■ Exercise aim
Reproduce every entry in the listing without alteration.
* * * *
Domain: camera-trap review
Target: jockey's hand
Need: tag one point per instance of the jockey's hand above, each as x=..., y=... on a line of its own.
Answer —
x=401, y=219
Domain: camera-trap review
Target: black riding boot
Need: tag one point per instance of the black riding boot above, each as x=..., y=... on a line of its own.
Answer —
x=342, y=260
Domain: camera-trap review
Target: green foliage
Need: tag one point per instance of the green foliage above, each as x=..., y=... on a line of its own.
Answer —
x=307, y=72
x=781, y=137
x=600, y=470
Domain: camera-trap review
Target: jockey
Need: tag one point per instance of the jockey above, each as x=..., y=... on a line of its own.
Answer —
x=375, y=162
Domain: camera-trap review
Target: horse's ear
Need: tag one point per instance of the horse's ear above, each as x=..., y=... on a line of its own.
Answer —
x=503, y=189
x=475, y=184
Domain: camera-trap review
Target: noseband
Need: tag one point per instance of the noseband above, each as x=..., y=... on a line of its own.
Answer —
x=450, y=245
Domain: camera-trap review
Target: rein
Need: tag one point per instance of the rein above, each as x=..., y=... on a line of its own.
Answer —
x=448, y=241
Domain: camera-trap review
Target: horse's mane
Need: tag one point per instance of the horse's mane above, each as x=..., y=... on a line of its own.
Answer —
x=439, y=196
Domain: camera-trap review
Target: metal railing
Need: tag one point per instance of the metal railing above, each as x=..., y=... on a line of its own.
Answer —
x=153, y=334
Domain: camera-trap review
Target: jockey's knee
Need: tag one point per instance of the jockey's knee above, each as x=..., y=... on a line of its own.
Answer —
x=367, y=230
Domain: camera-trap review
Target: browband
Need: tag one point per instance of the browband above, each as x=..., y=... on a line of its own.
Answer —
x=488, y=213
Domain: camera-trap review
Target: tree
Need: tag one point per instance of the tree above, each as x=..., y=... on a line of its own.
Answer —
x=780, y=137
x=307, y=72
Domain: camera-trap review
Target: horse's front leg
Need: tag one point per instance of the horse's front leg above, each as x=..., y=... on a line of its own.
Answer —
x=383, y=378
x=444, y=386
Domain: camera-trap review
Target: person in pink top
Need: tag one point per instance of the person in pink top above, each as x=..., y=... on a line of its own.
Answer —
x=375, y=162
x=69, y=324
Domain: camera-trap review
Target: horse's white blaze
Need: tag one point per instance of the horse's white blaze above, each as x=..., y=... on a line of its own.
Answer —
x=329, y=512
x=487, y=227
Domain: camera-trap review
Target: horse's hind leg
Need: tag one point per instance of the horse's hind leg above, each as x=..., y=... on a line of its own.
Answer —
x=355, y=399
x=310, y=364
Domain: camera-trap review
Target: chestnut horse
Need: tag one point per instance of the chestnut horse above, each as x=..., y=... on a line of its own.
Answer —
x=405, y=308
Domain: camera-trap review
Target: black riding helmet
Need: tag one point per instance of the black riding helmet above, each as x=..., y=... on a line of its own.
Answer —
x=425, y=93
* * * *
■ Worked answer
Domain: camera-trap review
Target: jockey's hand
Need: tag one point per instance of the jockey's hand above, each as x=..., y=... on a line of its own.
Answer —
x=401, y=219
Domain: camera-trap review
Target: black riding boot
Need: tag one point per instance of the black riding boot above, each as x=..., y=... on a line of its own.
Answer —
x=342, y=260
Domain: camera-trap review
Target: green foliage
Need: tag one point per instance of the green foliage above, each as x=..., y=... on a line of its own.
Answer —
x=307, y=72
x=781, y=137
x=600, y=470
Domain: camera-trap review
Target: jockey
Need: tag one point per instance of the jockey above, each as x=..., y=... on a line of its own.
Answer —
x=375, y=162
Domain: camera-trap review
Target: horse's ear
Need: tag one point per instance of the horse's ear above, each as x=..., y=... on a line of its own.
Answer —
x=503, y=189
x=475, y=184
Domain: camera-trap review
Target: noseband
Need: tag one point per instance of the noseband above, each as x=..., y=... on a line of its own.
Answer —
x=450, y=245
Domain: camera-trap review
Target: rein
Need: tag one point per instance of the rein above, each as x=..., y=... on a line of its own.
Answer —
x=448, y=241
Domain: camera-trap review
Target: horse's mane
Need: tag one point per instance of the horse's mane above, each as x=..., y=... on a line of its own.
Answer —
x=439, y=196
Domain: camera-trap review
Target: metal railing
Need: tag one point per instance of the metal railing above, each as x=..., y=... on a line of its own.
Answer —
x=153, y=334
Domain: camera-trap review
Target: jockey's knee
Need: tag one point per instance of the jockey's knee above, each as x=..., y=... on a line of its own.
Answer —
x=367, y=230
Domain: camera-trap review
Target: browband
Need: tag one point per instance of the browband above, each as x=..., y=... on a line of its own.
Answer —
x=488, y=213
Domain: camera-trap review
Target: tree
Need: tag one point per instance of the tree above, each as x=..., y=... on a line of its own.
Answer —
x=780, y=137
x=307, y=72
Domain: camera-trap review
Target: horse's front leg
Need: tag one point per instance of the horse's front leg above, each as x=..., y=... on a line of its own.
Answer —
x=383, y=378
x=444, y=386
Domain: camera-trap review
Target: person in pink top
Need: tag one point per instance of the person in pink top above, each as x=..., y=... on a line of its own.
Answer —
x=375, y=162
x=69, y=324
Domain: camera-trap review
Target: horse's white blaze
Need: tag one point per instance of the horse's white blaze above, each as x=..., y=... on a line of its own.
Answer —
x=329, y=512
x=487, y=227
Domain: camera-trap review
Target: horse's hind leg
Need: tag one point per instance of the horse's hind leg above, each as x=..., y=... on a line of its own.
Answer —
x=355, y=399
x=310, y=364
Domain: camera-trap review
Target: chestnut horse
Need: tag one point per instance of the chestnut horse above, each as x=..., y=... on a line of its own.
Answer —
x=405, y=308
Domain: camera-trap review
Target: black riding helmet
Need: tag one point per instance of the black riding helmet above, each as x=..., y=... on a line of its own.
Answer —
x=425, y=93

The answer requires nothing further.